아래 기록의 모든 줄을 한 글자도 바꾸지 말고 처음부터 끝까지 다시 적되, 사진은 답에 넣지 마세요.

____________

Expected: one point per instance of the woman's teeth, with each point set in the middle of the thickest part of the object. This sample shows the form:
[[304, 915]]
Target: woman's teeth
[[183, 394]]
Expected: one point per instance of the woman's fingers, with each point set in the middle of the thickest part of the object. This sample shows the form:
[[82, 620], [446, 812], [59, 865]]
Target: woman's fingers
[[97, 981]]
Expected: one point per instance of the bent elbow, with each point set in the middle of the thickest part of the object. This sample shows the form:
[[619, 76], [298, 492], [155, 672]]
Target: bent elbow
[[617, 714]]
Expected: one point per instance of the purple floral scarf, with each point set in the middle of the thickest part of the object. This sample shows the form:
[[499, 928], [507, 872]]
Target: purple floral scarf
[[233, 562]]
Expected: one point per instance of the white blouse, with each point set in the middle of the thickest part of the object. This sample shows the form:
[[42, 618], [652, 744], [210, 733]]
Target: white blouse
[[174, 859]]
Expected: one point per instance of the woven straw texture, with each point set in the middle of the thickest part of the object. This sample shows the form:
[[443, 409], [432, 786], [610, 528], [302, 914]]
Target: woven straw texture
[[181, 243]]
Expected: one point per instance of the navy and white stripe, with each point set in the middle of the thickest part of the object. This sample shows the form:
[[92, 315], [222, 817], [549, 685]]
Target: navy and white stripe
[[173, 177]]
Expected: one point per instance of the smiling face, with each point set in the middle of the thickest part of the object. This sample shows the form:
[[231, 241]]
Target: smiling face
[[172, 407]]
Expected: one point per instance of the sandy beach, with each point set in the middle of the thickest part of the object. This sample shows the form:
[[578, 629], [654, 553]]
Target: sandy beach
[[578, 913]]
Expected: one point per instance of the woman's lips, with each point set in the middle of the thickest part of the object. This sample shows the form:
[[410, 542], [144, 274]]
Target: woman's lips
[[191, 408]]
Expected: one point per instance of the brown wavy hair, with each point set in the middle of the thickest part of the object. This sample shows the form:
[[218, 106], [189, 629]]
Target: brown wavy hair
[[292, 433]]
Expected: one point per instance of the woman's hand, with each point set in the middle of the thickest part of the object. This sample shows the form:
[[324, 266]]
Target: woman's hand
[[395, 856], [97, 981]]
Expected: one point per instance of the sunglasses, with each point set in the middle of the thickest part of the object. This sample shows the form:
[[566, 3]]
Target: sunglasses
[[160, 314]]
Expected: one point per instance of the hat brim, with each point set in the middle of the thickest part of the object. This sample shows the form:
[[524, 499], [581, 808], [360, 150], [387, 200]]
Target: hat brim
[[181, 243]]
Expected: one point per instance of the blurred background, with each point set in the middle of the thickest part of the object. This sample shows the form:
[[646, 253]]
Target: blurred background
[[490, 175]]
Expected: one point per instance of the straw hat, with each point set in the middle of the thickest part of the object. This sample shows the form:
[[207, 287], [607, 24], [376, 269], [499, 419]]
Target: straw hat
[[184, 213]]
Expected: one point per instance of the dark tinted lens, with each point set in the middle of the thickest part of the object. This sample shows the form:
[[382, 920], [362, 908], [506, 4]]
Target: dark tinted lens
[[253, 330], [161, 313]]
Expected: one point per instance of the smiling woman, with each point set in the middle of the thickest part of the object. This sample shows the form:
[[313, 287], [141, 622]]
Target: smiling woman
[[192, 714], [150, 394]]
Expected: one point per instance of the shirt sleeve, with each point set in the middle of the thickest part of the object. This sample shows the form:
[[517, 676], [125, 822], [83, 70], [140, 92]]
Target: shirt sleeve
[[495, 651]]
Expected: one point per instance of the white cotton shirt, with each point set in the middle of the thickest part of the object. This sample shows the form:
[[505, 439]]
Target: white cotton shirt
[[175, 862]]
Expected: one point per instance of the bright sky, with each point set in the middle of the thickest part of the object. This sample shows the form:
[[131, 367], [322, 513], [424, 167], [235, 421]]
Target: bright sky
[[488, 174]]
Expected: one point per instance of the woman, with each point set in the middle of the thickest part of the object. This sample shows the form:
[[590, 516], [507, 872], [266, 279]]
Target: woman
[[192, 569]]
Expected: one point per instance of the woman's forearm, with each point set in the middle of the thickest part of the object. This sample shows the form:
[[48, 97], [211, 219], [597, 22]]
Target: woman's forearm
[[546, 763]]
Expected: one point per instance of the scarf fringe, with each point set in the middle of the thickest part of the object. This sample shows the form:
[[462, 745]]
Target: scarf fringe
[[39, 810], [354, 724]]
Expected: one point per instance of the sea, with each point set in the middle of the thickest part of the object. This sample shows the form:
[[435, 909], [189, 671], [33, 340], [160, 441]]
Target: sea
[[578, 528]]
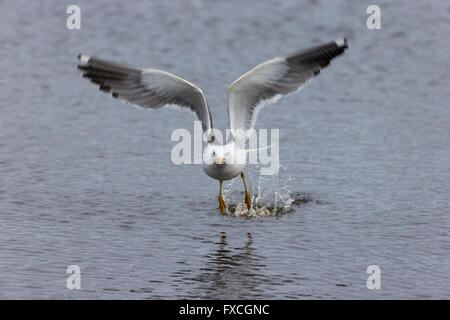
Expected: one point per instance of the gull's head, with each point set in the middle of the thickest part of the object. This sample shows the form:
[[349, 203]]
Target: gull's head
[[220, 155]]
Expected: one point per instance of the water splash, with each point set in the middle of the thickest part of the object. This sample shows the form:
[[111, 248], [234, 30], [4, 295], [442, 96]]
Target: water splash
[[271, 195]]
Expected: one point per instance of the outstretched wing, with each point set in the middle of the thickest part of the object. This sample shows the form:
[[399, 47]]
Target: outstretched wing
[[267, 82], [147, 88]]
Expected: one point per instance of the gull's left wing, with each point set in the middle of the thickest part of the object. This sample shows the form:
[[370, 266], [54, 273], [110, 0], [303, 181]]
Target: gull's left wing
[[272, 79]]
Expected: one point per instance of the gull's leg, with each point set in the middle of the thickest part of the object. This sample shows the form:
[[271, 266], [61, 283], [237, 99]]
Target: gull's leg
[[222, 203], [247, 195]]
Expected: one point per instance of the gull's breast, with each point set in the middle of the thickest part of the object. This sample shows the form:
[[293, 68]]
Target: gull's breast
[[223, 172]]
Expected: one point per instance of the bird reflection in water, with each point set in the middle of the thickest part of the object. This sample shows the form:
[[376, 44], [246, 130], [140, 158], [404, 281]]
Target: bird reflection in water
[[234, 273]]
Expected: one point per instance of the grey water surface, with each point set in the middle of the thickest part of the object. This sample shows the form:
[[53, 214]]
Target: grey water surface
[[87, 180]]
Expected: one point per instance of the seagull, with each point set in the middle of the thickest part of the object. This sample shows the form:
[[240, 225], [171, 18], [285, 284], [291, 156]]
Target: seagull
[[265, 83]]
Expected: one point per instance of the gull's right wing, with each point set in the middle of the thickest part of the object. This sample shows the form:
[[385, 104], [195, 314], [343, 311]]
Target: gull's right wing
[[147, 88]]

____________

과제 결과 »
Expected: one point per instance of the woman's teeth, with each point set in the middle of the thickest part of the object. This sample shows the form:
[[304, 915]]
Target: woman's teeth
[[183, 394]]
Expected: one point per instance of the woman's fingers, with each point set in the middle of the thickest part of the object. This sample shows the form:
[[82, 620], [446, 812], [59, 865]]
Target: woman's fingers
[[97, 981]]
Expected: one point per instance of the bent elbow, with each point set in the middle of the thickest part of the object. This sample shows the form:
[[619, 76], [298, 492], [155, 672]]
Target: bent elbow
[[617, 714]]
Expected: one point per instance of the purple floral scarf, with each point set in the middle of the thickest part of the object. This sample shows the form:
[[499, 928], [507, 872]]
Target: purple floral scarf
[[233, 562]]
Expected: one point per instance of the white blouse, with each point set in the middle of the thickest part of the object. This sample shows the form:
[[42, 618], [652, 744], [210, 733]]
Target: white blouse
[[174, 859]]
Expected: one point per instance of the woven straw texture, with each point set in the middle of the thickest part of the object. This sample shows the form:
[[443, 409], [432, 786], [610, 528], [302, 914]]
Target: woven straw texture
[[181, 243]]
Expected: one point per instance of the navy and white stripe, with each point set in the middle of the thickest part of the object. This sample shows the form:
[[92, 315], [222, 817], [549, 685]]
Target: navy and white stripe
[[173, 177]]
Expected: one point per instance of the smiling face, with each point set in the middle of the thickest part of the object. This sample shows the form:
[[231, 241]]
Target: smiling face
[[172, 407]]
Expected: one point per instance of the sandy beach, with each point set in the middle of the thickest part of the object. This sample shows the form:
[[578, 629], [654, 553]]
Target: sandy beach
[[578, 913]]
Expected: one point per instance of the woman's lips, with each point set in the middle of the thickest part of the object. This sample shows the form:
[[410, 542], [144, 274]]
Target: woman's lips
[[191, 408]]
Expected: one point per instance of the brown wavy hair, with each point set in the middle of the thickest part of the object. This sample shows the form:
[[218, 106], [189, 629]]
Target: brown wavy hair
[[292, 433]]
Expected: one point per instance of the woman's hand, with each point set in the middle of the thickest part of the object. This sample shows the form:
[[324, 266]]
Target: woman's hand
[[395, 856], [97, 981]]
Expected: one point per instance of the sunglasses, with each point set in the middle of the thickest part of the object. This sample shows the form:
[[566, 3]]
Target: sunglasses
[[160, 314]]
Expected: one point per instance of the hat brim, with each point set in the middle of the thickest part of the object. This sample shows the form:
[[524, 499], [581, 808], [360, 150], [387, 200]]
Target: hat brim
[[181, 243]]
Expected: one point per instance of the blurred background, with each point set in the middle of the thickest part of the object. This sample shows the form:
[[646, 253]]
Target: blurred background
[[490, 175]]
Expected: one point per instance of the straw hat, with each point set in the middle of the thickest part of the object. This sample shows the form:
[[207, 287], [607, 24], [376, 269], [499, 419]]
Target: straw hat
[[184, 213]]
Expected: one point per instance of the dark tinted lens, with each point set in the middle of the thickest part of the object. This sample shows the form:
[[382, 920], [362, 908], [506, 4]]
Target: dark tinted lens
[[253, 330], [161, 313]]
Expected: one point per instance of the smiling woman, with each point set in the middle of the thickest part of the object. This sample shows the form:
[[313, 287], [141, 622]]
Target: smiling woman
[[192, 714], [150, 394]]
Expected: one point per instance of the shirt sleeve, with each point set in the middle of the thickest part of the object. This sample shows the form:
[[517, 676], [125, 822], [83, 70], [140, 92]]
Target: shirt sleeve
[[495, 651]]
Expected: one point per instance of the white cotton shirt, with each point set in the middle of the thickest part of the object. This sample shows the form:
[[505, 439]]
Target: white cotton shirt
[[175, 862]]
Expected: one point per instance of the bright sky, with each point set in the middle of the thickest part of the object. This sample shows the form:
[[131, 367], [322, 513], [424, 167], [235, 421]]
Target: bright sky
[[488, 174]]
Expected: one point per instance of the woman, with each point set in the middle of the thickest part of the object. This sample shows the form:
[[590, 516], [507, 872], [266, 279]]
Target: woman
[[192, 569]]
Expected: one point per instance of the woman's forearm, with each point set in the middle of the thickest part of the object. This sample shows the form:
[[48, 97], [211, 219], [597, 22]]
Target: woman's forearm
[[546, 763]]
Expected: one point per instance of the scarf fringe, with each point set in the middle of the thickest part of the object. This sample shows the form:
[[462, 745]]
Target: scarf fringe
[[39, 810], [354, 724]]
Expected: one point per instance of the sea, with each point set in the middle of the thickest part of the object. This sample shows the form:
[[435, 909], [189, 671], [33, 340], [160, 441]]
Target: sea
[[578, 528]]
Expected: one point per instance of the gull's head, with each point set in the middle of the thickest part of the object. This sample shows the form:
[[349, 203]]
Target: gull's head
[[220, 155]]
Expected: one point per instance of the water splash, with each point set in the middle of the thickest part of the object. This sample shows the form:
[[111, 248], [234, 30], [4, 295], [442, 96]]
Target: water splash
[[271, 195]]
Expected: one point per instance of the outstretched wing, with each point set in the middle of the thickest part of the object. This sample shows the form:
[[399, 47]]
Target: outstretched wing
[[267, 82], [147, 88]]
Expected: one point per instance of the gull's left wing, with each point set in the middle of the thickest part of the object. This sample shows the form:
[[370, 266], [54, 273], [110, 0], [303, 181]]
Target: gull's left wing
[[272, 79]]
Expected: one point per instance of the gull's leg, with each point set in the middle of the thickest part of the object. This sample shows the form:
[[271, 266], [61, 283], [237, 99]]
Target: gull's leg
[[222, 203], [247, 195]]
Expected: one point per instance of the gull's breast, with each point set in the middle of the thickest part of the object. This sample shows the form:
[[293, 68]]
Target: gull's breast
[[223, 172]]
Expected: one point per instance of the bird reflection in water, with each point set in the middle of the thickest part of the object. This sample shows the form:
[[376, 44], [246, 130], [140, 158], [404, 281]]
Target: bird reflection in water
[[234, 273]]
Expected: one point per instance of the grey water surface, with each point set in the middle of the thickest part of the object. This sample shows the form:
[[53, 214]]
Target: grey water surface
[[87, 180]]
Expected: one point per instance of the seagull, with each point set in the middle of the thickest part of the object. This sample shows the form:
[[240, 225], [171, 18], [285, 284], [291, 156]]
Target: seagull
[[265, 83]]
Expected: one point per instance of the gull's right wing, with each point set in the middle of the thickest part of the object. This sample shows the form:
[[385, 104], [195, 314], [343, 311]]
Target: gull's right wing
[[147, 88]]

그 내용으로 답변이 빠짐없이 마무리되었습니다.